GOAL: Locate every line in the records below that contains the string "sidewalk" and copy each such line. Case counts.
* BEGIN SUPPLIED INFORMATION *
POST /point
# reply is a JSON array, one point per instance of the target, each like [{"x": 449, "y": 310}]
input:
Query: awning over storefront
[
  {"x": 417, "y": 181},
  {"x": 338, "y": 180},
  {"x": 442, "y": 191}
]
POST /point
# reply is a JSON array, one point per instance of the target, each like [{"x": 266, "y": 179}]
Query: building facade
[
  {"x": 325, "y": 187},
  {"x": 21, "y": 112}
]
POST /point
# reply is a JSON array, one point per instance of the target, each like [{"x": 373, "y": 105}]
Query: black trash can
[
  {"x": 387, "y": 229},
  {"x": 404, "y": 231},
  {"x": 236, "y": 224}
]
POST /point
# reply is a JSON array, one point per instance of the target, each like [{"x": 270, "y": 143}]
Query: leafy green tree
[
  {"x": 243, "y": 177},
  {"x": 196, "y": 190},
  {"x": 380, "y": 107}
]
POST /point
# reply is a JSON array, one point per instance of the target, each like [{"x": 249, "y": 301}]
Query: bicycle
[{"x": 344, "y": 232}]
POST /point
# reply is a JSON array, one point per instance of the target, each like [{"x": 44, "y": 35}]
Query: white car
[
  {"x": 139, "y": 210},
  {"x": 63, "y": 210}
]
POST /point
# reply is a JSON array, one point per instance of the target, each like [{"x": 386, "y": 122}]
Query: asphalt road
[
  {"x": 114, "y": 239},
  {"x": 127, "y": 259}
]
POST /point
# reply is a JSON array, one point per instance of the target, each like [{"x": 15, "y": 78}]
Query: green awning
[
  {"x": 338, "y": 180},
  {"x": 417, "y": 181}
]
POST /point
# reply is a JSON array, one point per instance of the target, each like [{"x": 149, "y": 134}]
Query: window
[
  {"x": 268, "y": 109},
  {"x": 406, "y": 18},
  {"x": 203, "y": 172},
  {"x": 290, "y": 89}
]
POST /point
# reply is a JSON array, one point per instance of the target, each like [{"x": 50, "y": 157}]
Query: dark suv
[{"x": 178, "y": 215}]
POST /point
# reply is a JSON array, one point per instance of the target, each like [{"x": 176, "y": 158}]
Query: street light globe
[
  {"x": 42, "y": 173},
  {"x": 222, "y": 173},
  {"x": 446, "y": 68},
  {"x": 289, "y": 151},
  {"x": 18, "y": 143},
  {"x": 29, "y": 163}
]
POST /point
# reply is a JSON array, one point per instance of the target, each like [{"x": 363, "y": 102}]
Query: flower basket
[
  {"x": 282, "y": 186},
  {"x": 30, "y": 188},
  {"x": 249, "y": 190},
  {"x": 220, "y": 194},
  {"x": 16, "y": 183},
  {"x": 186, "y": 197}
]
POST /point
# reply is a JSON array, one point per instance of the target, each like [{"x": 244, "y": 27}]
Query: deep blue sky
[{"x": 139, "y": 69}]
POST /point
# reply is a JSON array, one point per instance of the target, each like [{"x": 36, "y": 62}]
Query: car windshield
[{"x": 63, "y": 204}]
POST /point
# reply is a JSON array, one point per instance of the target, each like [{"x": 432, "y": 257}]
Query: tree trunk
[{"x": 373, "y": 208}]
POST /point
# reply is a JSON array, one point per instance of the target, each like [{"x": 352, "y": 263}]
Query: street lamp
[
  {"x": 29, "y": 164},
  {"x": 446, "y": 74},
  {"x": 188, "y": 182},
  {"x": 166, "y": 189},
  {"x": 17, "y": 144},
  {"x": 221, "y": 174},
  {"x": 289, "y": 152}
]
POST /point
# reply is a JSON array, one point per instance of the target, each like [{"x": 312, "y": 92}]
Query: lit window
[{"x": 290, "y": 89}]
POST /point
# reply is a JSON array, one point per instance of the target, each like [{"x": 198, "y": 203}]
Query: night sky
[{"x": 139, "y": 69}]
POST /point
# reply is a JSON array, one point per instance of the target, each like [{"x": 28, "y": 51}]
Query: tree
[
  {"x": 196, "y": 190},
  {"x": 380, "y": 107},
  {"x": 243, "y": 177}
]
* END SUPPLIED INFORMATION *
* BEGIN SUPPLIED INFORMATION *
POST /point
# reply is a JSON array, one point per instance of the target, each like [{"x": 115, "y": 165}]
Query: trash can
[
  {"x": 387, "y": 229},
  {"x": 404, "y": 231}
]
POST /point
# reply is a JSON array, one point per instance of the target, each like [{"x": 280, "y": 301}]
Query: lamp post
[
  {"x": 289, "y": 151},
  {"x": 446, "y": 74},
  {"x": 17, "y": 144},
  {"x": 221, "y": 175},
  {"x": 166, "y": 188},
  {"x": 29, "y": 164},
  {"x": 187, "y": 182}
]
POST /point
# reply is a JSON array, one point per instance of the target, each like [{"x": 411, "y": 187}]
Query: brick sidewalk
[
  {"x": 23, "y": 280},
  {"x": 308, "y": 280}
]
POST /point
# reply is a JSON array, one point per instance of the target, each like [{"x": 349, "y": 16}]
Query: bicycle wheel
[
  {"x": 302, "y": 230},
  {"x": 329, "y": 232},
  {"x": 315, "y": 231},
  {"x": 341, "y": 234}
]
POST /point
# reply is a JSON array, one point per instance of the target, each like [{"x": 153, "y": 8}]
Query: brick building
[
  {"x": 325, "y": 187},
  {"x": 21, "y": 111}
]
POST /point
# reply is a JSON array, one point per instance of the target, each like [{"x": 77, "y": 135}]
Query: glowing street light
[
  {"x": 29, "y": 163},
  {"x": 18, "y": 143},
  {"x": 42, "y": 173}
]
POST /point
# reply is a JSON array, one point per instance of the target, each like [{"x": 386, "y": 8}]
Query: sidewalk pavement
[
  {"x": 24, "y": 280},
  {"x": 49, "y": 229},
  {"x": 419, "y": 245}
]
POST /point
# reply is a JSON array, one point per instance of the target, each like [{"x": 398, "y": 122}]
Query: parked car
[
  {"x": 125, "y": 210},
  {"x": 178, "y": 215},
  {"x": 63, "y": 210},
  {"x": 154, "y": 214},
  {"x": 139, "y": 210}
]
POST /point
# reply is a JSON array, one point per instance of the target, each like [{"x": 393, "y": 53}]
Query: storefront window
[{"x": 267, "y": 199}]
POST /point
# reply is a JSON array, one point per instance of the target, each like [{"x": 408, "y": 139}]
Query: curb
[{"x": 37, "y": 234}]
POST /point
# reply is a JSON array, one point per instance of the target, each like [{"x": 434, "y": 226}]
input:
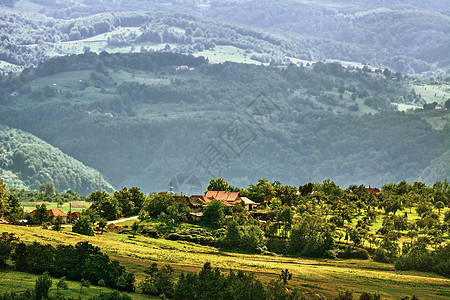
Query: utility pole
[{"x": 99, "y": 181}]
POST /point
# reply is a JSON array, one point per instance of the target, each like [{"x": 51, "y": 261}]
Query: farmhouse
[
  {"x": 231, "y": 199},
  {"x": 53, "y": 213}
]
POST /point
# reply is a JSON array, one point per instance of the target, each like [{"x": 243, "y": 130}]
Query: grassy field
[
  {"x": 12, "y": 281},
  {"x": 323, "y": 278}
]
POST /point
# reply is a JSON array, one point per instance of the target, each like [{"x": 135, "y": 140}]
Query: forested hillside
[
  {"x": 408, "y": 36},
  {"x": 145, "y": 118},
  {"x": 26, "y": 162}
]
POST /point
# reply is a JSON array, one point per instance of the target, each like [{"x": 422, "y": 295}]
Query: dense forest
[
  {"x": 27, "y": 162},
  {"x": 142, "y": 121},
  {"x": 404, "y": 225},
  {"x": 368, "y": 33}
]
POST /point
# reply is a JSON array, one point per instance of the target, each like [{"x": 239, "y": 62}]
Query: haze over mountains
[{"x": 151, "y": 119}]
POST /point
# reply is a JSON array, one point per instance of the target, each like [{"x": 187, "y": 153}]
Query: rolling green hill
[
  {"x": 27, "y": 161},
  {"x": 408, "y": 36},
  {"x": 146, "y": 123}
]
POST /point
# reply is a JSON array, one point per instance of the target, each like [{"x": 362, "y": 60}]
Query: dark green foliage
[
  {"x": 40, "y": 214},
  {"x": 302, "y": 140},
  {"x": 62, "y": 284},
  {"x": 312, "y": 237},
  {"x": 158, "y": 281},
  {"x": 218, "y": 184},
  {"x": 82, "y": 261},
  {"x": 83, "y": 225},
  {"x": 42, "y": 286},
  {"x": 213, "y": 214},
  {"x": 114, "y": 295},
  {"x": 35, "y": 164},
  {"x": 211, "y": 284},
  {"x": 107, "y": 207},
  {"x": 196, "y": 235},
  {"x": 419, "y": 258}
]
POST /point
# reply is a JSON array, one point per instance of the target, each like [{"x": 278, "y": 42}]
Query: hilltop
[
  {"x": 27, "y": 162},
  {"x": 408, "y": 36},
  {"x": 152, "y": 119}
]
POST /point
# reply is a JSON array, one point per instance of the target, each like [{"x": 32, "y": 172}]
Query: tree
* END SUPPLIED INFORMATION *
REPLY TO THE TASK:
Query: brick sidewalk
Query: sidewalk pavement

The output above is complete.